===== Exercise materials

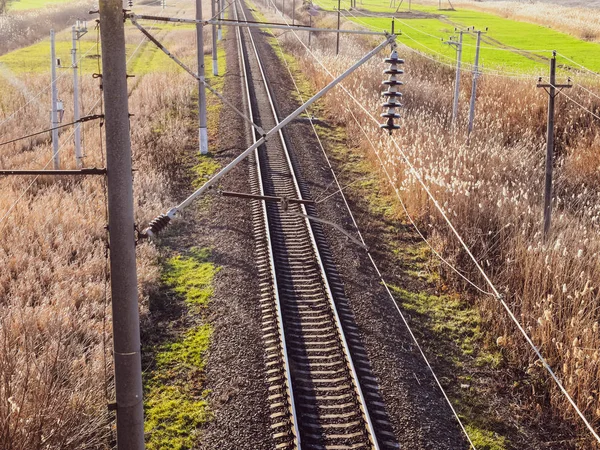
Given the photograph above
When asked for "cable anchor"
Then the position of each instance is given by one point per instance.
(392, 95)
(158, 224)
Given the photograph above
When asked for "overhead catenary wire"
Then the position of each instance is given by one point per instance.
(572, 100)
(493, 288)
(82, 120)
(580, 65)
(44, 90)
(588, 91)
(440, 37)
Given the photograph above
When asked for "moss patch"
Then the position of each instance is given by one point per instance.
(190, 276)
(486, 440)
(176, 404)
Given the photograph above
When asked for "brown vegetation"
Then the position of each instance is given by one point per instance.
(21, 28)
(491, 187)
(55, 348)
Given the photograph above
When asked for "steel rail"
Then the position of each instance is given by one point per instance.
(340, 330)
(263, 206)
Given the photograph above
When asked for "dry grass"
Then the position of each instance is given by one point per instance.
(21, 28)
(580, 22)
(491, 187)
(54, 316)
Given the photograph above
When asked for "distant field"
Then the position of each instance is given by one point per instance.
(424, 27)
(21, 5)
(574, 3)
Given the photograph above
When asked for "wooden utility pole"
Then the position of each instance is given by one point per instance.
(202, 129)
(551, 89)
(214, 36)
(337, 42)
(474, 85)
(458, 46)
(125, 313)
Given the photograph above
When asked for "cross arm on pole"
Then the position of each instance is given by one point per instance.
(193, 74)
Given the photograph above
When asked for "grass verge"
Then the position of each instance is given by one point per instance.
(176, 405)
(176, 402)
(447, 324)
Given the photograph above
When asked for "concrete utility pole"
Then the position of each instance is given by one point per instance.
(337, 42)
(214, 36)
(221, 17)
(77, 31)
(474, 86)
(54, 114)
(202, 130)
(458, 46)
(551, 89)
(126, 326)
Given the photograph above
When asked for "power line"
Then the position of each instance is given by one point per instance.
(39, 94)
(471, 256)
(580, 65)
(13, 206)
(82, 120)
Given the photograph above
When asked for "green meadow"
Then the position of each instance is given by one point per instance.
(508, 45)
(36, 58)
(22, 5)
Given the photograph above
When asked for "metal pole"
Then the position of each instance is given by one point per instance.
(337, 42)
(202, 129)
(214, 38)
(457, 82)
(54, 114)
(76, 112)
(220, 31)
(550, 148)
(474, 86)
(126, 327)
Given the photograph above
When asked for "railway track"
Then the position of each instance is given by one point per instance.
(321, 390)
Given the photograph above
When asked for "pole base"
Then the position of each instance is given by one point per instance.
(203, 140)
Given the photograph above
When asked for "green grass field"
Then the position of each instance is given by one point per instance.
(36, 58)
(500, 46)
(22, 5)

==========
===== Exercise materials

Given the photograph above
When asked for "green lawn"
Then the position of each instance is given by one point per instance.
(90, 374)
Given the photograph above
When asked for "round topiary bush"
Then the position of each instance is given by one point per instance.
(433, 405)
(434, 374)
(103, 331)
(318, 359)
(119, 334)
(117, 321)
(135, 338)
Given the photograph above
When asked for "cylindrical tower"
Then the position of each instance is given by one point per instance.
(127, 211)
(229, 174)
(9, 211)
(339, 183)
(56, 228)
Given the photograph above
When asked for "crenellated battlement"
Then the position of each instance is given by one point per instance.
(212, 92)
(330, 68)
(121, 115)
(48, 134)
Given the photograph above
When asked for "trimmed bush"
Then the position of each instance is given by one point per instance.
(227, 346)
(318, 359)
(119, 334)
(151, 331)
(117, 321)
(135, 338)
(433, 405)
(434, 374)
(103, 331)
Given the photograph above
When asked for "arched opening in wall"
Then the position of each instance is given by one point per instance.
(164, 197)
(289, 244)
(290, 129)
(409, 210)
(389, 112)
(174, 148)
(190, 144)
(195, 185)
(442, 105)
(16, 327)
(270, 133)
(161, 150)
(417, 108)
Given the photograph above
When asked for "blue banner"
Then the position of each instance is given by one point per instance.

==========

# What the task requires
Show every line above in which the word "bush" occurs.

# Answer to this task
When asked for "round topiary bush"
When asked for "trimmed bush"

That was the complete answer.